WHAT THIS TASK INVOLVES ▸ What lines in this listing contain the string "person"? Report each one by copying it.

AVAILABLE RECORDS ▸
= Beginning of Section =

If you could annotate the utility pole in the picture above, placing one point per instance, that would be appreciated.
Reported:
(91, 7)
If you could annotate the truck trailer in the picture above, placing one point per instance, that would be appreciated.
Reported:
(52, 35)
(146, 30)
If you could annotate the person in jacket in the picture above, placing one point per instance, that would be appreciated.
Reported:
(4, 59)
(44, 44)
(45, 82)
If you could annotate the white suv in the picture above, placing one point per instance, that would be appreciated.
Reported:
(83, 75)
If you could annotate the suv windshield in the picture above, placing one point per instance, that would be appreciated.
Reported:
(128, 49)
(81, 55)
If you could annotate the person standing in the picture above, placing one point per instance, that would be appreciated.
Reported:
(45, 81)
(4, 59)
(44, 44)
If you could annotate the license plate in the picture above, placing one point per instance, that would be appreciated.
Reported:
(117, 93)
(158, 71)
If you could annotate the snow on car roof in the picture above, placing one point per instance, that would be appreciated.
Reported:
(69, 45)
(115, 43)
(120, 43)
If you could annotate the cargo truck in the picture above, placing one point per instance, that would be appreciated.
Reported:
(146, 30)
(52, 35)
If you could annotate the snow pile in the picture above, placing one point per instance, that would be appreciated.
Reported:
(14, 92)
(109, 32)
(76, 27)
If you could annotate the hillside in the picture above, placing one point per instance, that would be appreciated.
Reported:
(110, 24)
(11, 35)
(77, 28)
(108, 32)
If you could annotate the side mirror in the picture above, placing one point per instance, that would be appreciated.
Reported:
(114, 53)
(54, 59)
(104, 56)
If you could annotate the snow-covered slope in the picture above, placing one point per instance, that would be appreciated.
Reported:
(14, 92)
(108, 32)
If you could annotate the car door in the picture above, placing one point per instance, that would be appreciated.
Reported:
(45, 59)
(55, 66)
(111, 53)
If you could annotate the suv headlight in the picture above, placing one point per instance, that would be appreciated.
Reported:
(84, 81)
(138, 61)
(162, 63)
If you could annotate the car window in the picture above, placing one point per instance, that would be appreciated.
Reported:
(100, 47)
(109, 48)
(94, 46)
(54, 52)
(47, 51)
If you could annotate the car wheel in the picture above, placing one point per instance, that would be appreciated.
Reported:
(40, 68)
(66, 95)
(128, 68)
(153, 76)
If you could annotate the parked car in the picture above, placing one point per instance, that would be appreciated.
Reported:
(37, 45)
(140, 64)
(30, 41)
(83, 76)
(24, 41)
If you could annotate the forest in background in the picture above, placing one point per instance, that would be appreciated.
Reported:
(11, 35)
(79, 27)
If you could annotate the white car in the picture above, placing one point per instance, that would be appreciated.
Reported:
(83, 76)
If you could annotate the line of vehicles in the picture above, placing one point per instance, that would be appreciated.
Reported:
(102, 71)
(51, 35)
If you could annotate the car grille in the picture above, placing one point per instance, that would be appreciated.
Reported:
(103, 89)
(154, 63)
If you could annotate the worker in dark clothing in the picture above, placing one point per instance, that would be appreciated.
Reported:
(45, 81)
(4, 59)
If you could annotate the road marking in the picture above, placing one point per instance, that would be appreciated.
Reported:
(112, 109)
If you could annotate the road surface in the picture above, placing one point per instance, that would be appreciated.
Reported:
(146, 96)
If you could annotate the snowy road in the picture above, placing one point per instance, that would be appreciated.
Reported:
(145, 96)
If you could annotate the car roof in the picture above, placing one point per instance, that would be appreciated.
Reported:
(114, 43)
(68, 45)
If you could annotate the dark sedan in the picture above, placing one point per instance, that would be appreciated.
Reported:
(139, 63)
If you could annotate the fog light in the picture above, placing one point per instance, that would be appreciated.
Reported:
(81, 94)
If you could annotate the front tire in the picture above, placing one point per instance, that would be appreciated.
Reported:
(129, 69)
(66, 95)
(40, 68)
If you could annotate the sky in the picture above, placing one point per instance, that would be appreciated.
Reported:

= End of Section =

TASK OUTPUT ▸
If you could annotate the person in jacket in the picture above, placing one point per instance, that would be appreciated.
If you could annotate the person standing in the picture above, placing one point per instance, that would be appreciated.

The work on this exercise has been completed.